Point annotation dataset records
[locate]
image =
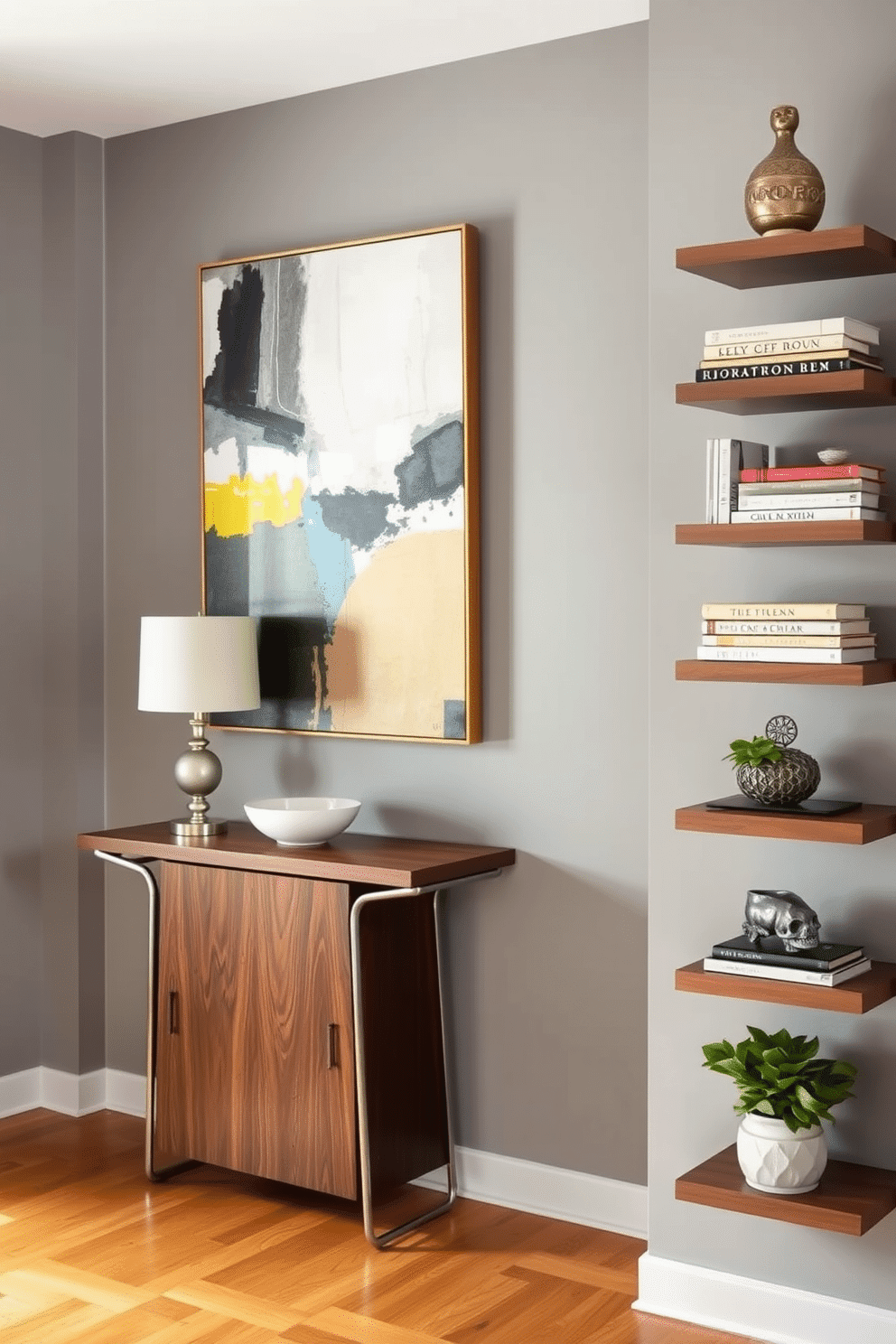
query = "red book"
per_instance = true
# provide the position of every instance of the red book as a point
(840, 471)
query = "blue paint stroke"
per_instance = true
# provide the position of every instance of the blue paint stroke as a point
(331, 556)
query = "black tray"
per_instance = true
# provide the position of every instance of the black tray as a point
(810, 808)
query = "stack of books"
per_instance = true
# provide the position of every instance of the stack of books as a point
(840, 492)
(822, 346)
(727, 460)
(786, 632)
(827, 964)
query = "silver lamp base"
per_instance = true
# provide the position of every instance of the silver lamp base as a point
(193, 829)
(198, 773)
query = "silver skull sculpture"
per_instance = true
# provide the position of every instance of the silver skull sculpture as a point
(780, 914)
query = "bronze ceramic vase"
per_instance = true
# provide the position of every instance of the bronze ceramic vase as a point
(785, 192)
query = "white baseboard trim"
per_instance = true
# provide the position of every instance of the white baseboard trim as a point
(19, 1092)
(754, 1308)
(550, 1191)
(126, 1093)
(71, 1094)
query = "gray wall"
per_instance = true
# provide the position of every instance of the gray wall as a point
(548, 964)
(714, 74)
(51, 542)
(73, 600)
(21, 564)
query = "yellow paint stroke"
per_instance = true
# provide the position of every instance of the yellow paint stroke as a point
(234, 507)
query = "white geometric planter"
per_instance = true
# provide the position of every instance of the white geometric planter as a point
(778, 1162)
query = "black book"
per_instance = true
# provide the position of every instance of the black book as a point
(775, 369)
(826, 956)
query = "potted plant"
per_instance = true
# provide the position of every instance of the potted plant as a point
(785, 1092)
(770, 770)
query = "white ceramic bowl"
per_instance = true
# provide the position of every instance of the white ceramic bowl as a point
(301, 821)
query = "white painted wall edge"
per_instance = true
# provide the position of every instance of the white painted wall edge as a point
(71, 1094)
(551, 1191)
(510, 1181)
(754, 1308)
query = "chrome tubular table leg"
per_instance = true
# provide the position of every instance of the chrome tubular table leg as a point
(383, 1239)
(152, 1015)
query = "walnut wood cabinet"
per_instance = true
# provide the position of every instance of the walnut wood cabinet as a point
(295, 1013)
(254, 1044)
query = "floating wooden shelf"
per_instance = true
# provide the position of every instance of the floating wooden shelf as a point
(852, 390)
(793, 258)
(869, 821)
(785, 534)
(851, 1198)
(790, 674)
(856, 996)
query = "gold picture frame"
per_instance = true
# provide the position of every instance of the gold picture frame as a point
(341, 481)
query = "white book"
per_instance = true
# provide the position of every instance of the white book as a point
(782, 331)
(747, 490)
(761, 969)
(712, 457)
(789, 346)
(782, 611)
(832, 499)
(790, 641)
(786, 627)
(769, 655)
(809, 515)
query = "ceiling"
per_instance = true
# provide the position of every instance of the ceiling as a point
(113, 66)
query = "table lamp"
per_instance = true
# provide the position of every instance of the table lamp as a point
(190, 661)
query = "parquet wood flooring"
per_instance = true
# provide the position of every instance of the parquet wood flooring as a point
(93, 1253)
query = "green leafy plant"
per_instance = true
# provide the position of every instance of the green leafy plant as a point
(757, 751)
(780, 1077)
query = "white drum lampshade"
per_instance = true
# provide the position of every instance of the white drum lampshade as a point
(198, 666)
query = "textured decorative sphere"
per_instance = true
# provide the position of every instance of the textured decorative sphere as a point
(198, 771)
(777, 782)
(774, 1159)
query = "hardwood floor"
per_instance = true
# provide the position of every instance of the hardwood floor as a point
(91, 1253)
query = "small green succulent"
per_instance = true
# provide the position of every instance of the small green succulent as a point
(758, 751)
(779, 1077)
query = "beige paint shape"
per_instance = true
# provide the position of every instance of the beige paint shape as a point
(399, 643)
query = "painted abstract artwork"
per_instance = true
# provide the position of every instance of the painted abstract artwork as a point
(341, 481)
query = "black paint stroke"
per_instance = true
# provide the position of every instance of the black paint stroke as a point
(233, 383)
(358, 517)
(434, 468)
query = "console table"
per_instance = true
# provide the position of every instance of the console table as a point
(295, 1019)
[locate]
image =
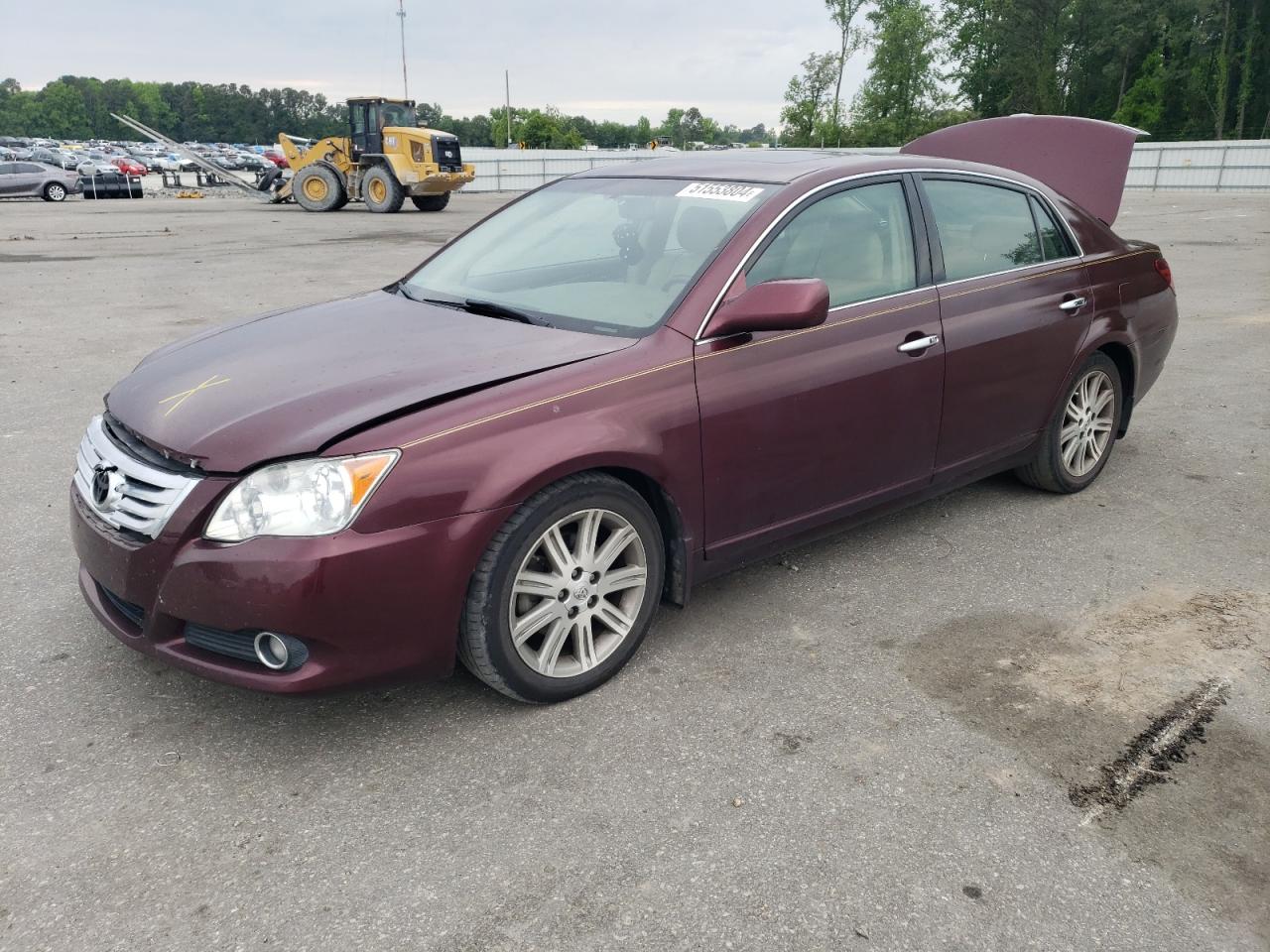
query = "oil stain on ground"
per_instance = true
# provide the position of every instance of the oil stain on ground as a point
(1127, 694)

* * *

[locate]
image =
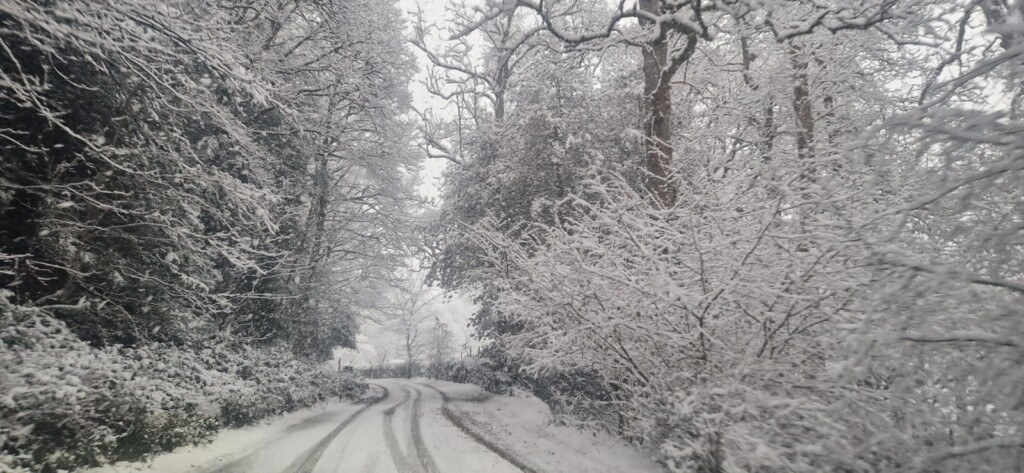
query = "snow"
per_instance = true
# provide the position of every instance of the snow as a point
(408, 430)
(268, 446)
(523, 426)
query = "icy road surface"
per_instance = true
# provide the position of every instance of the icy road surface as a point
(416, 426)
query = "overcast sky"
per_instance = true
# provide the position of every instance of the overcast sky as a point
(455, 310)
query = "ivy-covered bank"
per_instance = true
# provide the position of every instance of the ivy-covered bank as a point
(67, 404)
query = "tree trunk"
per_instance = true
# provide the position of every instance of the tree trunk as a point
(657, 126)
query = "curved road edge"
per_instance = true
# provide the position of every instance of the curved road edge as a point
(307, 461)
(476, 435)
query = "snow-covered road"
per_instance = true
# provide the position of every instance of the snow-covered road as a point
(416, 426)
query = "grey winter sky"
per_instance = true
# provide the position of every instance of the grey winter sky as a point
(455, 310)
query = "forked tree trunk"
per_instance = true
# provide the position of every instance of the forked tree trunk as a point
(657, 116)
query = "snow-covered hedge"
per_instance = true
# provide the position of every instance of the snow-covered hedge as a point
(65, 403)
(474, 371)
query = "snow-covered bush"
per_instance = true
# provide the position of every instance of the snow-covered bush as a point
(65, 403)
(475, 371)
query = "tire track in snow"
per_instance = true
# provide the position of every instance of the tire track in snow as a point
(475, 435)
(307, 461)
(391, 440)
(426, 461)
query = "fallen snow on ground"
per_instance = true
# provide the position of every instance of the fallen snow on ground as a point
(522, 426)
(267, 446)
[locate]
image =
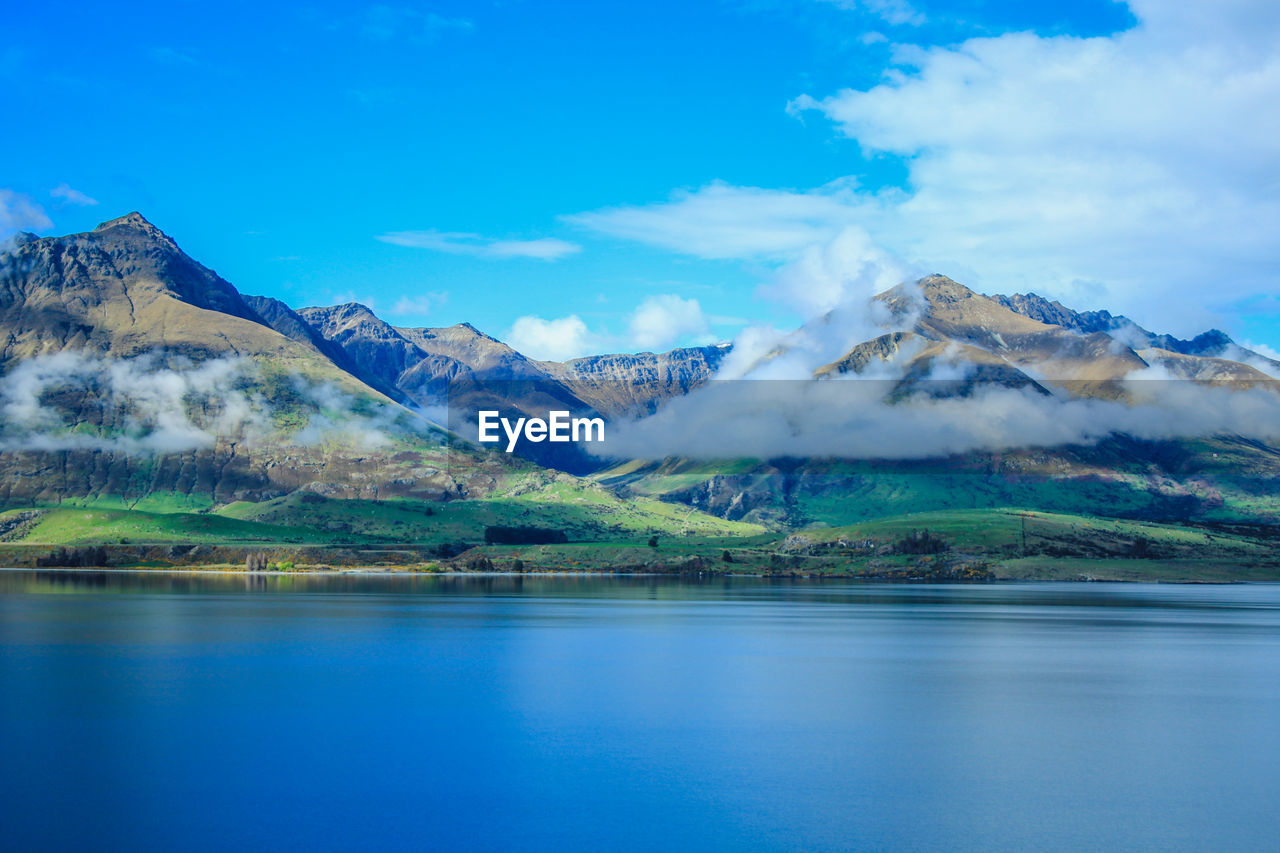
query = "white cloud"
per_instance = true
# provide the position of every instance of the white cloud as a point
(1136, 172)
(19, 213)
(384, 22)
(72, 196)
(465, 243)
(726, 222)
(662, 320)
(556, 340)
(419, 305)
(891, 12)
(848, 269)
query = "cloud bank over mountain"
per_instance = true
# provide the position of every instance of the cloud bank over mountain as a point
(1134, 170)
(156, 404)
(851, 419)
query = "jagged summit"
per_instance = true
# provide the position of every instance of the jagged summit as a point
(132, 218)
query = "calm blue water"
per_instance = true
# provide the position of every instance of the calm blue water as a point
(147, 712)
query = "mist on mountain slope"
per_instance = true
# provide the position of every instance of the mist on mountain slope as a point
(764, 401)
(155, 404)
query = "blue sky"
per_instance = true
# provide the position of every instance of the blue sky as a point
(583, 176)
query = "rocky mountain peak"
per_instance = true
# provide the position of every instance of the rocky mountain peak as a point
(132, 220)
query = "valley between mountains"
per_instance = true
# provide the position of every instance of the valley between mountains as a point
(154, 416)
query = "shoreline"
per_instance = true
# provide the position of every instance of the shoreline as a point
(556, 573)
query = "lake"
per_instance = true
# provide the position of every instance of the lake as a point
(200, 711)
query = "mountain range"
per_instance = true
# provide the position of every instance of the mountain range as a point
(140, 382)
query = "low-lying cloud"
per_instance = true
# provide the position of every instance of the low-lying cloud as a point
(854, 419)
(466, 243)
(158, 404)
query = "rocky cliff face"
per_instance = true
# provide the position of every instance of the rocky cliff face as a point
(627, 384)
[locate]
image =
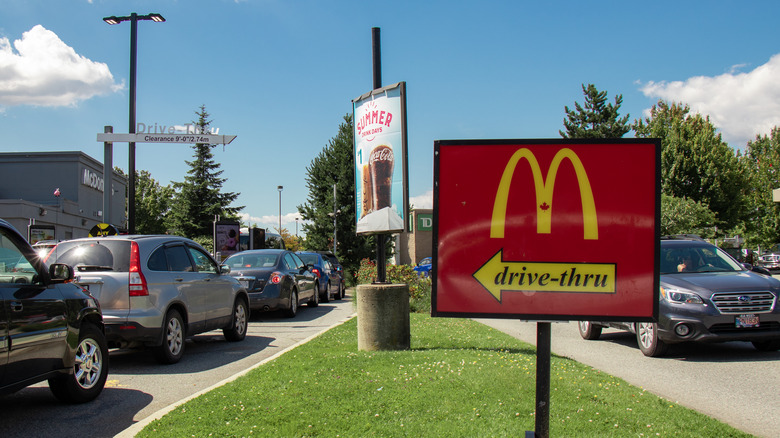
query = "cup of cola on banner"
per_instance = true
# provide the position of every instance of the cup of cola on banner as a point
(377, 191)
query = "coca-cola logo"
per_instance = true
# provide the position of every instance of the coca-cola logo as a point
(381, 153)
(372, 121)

Instructions to follow
Select every line of the data above that contains the word "baseboard", and copy each one out in full.

Written reply
query = "white baseboard trim"
# provide the position of every instance of the white baseboard trim as a point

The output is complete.